--- Selected extract ---

Toronto police are concerned about possible retaliation in the wake of one of the worst incidents of gun violence in the city’s history, which left two people dead and another 23 wounded.

Shooting erupted at a block party in a Scarborough neighbourhood on Monday night, which police believe was attended by at least 100 people. The shooting left crowds of people fleeing the neighbourhood near Morningside Avenue and Lawrence Avenue East, as police arrived at the scene.

Police soon determined that two people were dead and nearly two dozen others were wounded in the spray of bullets. One person was trampled as panicked partygoers fled the scene.

Det. Sgt. Graham Gibson identified the deceased during a news conference on Tuesday afternoon as Joshua Yasay, 23, of Ajax, Ont., and Shyanne Charles, 14, of Toronto.

The news coverage had a distinctly different tone than the Aurora coverage here. News coverage included public demands for stricter gun laws, and public officials demanding that the government step in with stable funding to deal with the city's gang problems - not just more money for police, but for community prevention efforts.

It was really disorienting, to read of public officials discussing the root causes of a problem -- and sounding like they had every intention of attacking them.

I also learned that Canadians blame increasing gun violence on the easy flow of guns from... guess where?

There was also a palpable sense of mourning over the loss of Joshua Yashay, a recent criminology honors graduate who wanted to be a cop, as someone who was really going to make a difference in his community:

Pallbearers dressed in white suits carried in the casket as onlookers broke down outside the church.

--- Data listing ---

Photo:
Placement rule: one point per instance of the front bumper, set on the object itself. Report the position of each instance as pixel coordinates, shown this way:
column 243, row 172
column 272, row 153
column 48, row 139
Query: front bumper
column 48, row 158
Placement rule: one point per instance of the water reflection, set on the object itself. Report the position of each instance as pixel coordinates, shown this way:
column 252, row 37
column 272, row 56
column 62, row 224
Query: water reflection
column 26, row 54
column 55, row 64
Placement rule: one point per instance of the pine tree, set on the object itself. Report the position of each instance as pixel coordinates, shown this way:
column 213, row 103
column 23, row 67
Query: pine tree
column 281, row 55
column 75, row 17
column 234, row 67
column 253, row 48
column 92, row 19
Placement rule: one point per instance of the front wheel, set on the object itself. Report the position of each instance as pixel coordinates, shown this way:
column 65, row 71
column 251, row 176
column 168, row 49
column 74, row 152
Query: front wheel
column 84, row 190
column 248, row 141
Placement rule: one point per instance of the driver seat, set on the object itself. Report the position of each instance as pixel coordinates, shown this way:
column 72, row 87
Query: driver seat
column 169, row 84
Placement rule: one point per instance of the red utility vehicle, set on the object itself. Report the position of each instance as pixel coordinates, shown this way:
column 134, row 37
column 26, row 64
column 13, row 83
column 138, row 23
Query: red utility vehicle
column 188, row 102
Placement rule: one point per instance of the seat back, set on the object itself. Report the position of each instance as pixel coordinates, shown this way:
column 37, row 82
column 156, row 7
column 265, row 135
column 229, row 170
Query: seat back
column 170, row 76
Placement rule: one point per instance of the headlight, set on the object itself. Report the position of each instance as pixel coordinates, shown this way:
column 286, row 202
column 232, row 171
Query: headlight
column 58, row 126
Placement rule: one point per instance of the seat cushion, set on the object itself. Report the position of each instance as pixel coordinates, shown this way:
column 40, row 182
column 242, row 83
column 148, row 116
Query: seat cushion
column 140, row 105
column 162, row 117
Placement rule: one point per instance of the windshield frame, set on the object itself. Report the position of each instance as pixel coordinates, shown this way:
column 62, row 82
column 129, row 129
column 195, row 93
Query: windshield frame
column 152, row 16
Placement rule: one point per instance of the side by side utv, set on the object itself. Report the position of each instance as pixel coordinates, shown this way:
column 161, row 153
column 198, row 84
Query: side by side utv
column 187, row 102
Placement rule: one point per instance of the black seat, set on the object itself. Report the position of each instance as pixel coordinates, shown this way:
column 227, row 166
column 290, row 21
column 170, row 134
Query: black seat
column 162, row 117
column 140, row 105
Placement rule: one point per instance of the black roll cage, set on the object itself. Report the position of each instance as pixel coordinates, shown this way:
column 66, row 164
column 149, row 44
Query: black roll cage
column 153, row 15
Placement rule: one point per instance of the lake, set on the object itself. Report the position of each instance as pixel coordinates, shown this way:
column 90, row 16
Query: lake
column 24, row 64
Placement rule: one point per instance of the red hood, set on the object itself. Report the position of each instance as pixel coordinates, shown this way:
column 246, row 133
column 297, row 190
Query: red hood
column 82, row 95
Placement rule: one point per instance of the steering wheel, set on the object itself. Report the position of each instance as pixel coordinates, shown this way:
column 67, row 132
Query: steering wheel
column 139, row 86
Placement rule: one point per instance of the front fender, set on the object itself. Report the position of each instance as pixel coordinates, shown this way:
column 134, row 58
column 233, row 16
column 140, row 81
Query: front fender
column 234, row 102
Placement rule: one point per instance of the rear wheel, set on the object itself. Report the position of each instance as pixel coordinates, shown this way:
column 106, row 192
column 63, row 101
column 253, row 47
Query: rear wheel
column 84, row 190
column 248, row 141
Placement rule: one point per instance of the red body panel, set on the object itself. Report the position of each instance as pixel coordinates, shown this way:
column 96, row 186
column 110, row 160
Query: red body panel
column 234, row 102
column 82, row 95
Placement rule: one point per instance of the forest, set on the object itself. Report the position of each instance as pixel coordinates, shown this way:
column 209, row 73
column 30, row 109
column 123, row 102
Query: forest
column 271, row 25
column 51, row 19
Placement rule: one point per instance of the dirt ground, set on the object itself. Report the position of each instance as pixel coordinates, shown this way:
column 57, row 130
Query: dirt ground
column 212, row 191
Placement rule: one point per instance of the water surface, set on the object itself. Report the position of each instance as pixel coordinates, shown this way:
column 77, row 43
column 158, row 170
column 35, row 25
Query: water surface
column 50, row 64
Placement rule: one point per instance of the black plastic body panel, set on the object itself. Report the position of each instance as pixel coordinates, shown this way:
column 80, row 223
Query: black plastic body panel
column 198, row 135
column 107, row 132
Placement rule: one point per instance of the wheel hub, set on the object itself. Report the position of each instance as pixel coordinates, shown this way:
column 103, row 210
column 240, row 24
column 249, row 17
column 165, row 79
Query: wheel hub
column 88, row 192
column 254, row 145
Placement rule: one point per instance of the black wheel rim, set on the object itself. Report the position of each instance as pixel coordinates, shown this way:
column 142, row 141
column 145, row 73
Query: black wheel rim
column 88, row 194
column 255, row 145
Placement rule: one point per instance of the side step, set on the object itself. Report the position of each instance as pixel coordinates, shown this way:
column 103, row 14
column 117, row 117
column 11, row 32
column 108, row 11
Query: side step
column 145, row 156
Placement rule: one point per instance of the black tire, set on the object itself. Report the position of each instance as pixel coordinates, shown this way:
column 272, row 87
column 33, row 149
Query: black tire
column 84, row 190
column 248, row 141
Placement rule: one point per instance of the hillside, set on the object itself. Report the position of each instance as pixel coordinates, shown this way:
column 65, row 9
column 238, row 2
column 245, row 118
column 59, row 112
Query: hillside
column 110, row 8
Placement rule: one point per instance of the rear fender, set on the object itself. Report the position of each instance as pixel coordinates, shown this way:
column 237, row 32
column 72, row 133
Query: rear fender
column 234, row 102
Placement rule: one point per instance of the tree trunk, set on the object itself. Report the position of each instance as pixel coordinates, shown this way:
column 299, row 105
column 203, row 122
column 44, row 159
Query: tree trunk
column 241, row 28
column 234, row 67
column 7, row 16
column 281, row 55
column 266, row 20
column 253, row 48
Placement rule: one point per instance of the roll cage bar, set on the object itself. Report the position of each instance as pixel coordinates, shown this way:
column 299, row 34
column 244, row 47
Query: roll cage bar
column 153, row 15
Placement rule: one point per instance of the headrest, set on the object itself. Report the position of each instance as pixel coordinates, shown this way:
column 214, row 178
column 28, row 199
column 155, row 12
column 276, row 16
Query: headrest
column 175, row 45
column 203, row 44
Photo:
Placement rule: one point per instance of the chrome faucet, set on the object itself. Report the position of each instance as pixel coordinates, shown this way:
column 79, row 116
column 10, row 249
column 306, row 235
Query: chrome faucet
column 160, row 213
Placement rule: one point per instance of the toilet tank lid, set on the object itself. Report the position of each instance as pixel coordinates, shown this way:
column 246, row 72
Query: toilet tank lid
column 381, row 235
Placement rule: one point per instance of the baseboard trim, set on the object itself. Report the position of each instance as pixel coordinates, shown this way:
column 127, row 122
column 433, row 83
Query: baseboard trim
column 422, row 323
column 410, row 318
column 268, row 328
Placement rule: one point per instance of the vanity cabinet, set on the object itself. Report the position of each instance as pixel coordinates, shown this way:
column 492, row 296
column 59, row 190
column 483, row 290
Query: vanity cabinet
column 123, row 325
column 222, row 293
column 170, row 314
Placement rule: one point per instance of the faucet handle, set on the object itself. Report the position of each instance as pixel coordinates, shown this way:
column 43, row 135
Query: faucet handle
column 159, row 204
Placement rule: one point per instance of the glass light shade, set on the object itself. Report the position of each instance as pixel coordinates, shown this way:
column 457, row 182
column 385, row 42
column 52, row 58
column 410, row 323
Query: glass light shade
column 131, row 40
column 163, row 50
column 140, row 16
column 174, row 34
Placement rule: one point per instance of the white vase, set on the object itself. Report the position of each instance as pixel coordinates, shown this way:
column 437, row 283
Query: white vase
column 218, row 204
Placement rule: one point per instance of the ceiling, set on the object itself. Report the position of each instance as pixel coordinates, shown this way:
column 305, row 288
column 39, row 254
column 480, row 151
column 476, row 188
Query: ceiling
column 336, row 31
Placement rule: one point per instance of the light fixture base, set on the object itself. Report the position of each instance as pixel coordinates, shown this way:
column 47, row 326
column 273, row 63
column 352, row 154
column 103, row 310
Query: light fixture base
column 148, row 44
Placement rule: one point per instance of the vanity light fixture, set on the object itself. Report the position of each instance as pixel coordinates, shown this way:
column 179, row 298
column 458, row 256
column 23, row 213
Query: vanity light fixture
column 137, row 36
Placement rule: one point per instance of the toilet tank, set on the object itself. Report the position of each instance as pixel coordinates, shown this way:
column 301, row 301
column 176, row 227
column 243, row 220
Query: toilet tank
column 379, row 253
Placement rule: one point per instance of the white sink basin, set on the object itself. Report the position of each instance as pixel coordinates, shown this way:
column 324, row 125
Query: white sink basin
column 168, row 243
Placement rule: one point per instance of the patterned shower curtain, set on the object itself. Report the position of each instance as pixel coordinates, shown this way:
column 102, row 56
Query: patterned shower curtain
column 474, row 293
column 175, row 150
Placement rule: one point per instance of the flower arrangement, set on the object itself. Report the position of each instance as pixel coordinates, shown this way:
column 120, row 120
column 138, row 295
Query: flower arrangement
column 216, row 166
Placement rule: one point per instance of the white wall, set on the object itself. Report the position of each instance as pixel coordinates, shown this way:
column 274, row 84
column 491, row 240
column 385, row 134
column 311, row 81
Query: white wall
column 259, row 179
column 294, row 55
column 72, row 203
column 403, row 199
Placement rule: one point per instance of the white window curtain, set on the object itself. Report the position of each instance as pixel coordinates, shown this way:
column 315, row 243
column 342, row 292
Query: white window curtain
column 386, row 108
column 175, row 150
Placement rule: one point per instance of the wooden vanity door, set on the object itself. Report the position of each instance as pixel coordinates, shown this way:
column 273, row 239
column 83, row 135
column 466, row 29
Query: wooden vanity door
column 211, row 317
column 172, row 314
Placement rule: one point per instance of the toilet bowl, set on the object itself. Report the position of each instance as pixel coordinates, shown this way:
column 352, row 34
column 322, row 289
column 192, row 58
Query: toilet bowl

---

▸ Tasks to complete
A) Write out the passage from the Toronto shooting piece starting with "It was really" and going on through "from... guess where?", word for word.
B) In the Toronto shooting piece, how old was Shyanne Charles, and where was she from?
C) Take the Toronto shooting piece further, picking up after its last sentence.
These entries come from a separate source, unrelated to the text.

▸ Expected responses
A)
It was really disorienting, to read of public officials discussing the root causes of a problem -- and sounding like they had every intention of attacking them.

I also learned that Canadians blame increasing gun violence on the easy flow of guns from... guess where?

B) She was 14 and from Toronto.

C)
"He was the type of guy that was fighting to curb this type of violence and unfortunately he got caught up in it," said Yvette Nelson, whose daughter was a close friend of Yasay's.

Nelson added that those affected by Yasay's tragic death can become angry and lose perspective on the issue, by calling the shooters "senseless" and "thugs", but added "obviously they need help."

"We have to forgive and we have to have that compassion and we have to help them, otherwise I don't know, maybe the killing just continues, the shootings just continue."

You know what I didn't find anywhere? A public figure saying that if only more people at that cookout had guns, Shyanne Charles, 14, and Joshua Yasay, 23, would still be alive. That was refreshing. Apparently we haven't infected the Canadians with the wingnut virus quite that badly yet.

But they didn't get away scot-free. Prime Minister Stephen Harper, a man who's much loved by American conservatives, started decrying recent court decisions that struck down mandatory sentences for gun crimes.